Aim →
Print verbatim the lines of the entries from the one containing "of the white" to the last, inclusive, and no others.

Input material →
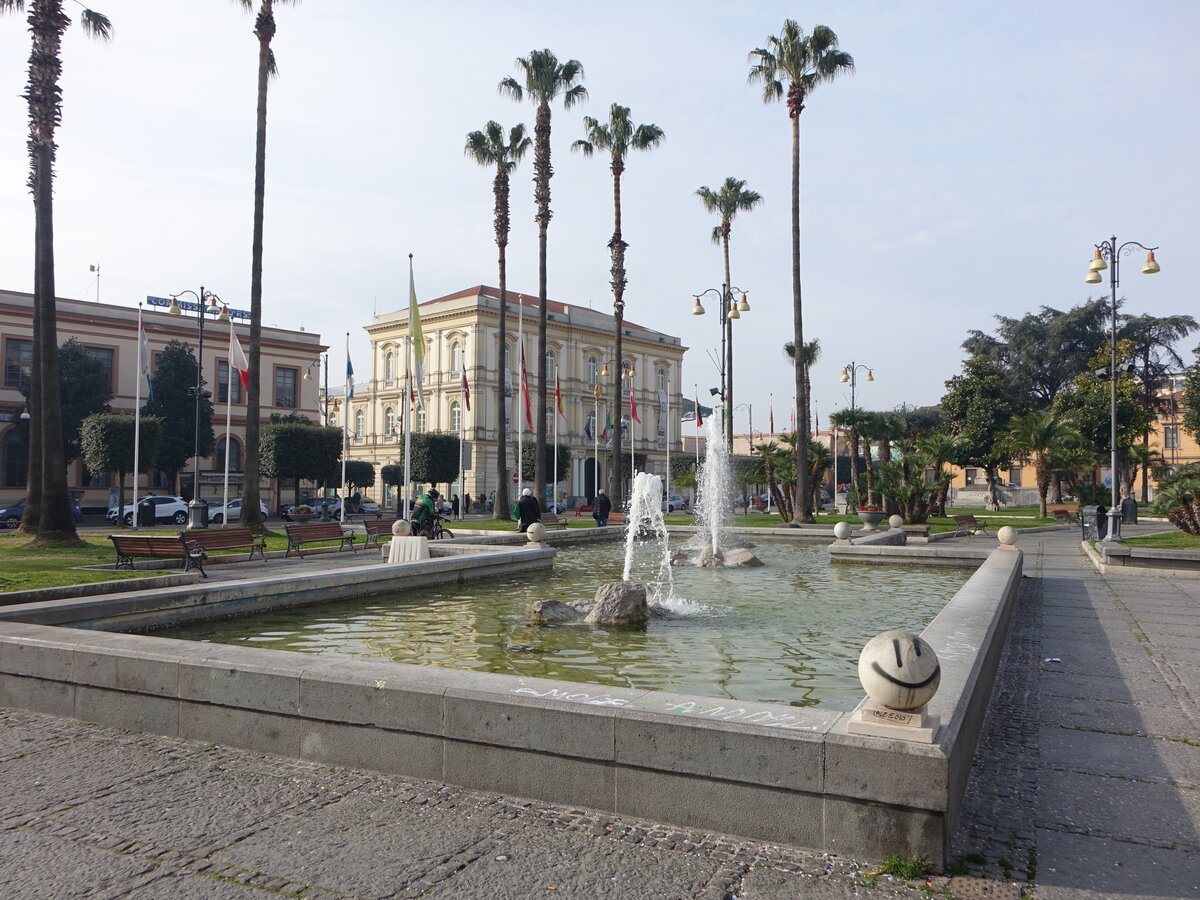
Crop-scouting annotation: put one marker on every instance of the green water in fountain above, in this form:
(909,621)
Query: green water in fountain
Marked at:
(789,633)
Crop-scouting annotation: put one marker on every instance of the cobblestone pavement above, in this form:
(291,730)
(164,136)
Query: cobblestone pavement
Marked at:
(1085,781)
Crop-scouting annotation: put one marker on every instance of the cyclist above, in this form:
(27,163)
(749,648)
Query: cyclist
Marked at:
(424,515)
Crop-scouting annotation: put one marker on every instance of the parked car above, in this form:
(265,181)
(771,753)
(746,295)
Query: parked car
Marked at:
(316,503)
(232,511)
(675,502)
(10,516)
(166,509)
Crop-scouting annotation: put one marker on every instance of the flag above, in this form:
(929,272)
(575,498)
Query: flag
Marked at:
(525,391)
(144,358)
(415,336)
(238,360)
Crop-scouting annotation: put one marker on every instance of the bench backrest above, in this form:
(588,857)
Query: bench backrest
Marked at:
(221,539)
(379,526)
(145,545)
(315,531)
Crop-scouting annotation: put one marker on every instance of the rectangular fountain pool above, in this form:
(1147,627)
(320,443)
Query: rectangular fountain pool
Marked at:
(789,631)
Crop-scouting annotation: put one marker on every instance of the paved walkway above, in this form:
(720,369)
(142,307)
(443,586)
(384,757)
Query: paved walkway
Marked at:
(1085,786)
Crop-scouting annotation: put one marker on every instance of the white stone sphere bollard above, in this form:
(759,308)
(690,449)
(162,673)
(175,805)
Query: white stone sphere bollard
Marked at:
(899,670)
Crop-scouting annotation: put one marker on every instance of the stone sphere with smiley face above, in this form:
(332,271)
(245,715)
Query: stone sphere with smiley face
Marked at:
(899,670)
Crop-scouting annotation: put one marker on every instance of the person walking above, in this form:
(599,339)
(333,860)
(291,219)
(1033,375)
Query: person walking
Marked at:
(601,508)
(528,510)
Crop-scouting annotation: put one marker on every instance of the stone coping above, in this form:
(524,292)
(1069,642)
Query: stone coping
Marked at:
(767,771)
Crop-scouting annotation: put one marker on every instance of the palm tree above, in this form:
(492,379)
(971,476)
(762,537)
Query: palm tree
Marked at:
(47,502)
(545,79)
(264,30)
(1039,436)
(487,148)
(618,136)
(804,61)
(726,203)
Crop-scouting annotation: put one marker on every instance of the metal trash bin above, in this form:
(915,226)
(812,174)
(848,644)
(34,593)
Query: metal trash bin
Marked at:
(1093,522)
(1128,511)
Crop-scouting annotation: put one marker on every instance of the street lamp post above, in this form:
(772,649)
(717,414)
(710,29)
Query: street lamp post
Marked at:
(850,373)
(729,311)
(1108,256)
(205,303)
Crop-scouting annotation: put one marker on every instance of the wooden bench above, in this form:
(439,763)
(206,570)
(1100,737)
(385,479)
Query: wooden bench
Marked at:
(551,520)
(199,543)
(130,546)
(1065,515)
(969,525)
(378,528)
(316,532)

Task answer →
Crop-scouting annotation: put one marker on every instance of the white stone sphere bollard above, in this form:
(759,308)
(690,449)
(162,673)
(175,805)
Query: white stone sphere bollard
Marked at:
(899,670)
Crop-scouting annotation: put one marker on every instance of the stone sphere with smiley face above, in this form:
(332,271)
(245,715)
Query: stone sphere with smiley face
Marked at:
(899,670)
Crop-scouting annotation: put one marker on every instance of the person walking above, in this form:
(599,339)
(333,860)
(291,219)
(1033,375)
Query: person walking
Marked at:
(601,508)
(528,510)
Crop-scouting annotation: put one marker on every instance of the stone coping above, in this form:
(524,292)
(1069,642)
Query: stone coping
Marked at:
(767,771)
Crop-scouting annotation: put one marker on every instance of the palm tree above, in this form:
(492,379)
(971,476)
(762,537)
Query: palm tree
Marked at:
(47,502)
(545,79)
(264,30)
(1039,436)
(487,148)
(618,136)
(804,61)
(726,203)
Crop-scouting annotation: put one marker on every instance of the metal trash bin above, in this form:
(915,226)
(812,174)
(848,644)
(34,593)
Query: metal trash bin
Marked at:
(1093,522)
(1128,511)
Crop-scouting annotation: put one marker on every instance of the street lamp post above, in this form:
(772,649)
(717,414)
(710,29)
Query: street lamp post
Marked at:
(850,373)
(729,311)
(1108,256)
(205,303)
Crop-scouting annotation: put one marker on every instance of the wooden bench above, in this form:
(439,763)
(206,570)
(1100,737)
(385,479)
Query: wooden bench
Marked at:
(551,520)
(199,543)
(130,546)
(1065,515)
(969,525)
(378,528)
(316,532)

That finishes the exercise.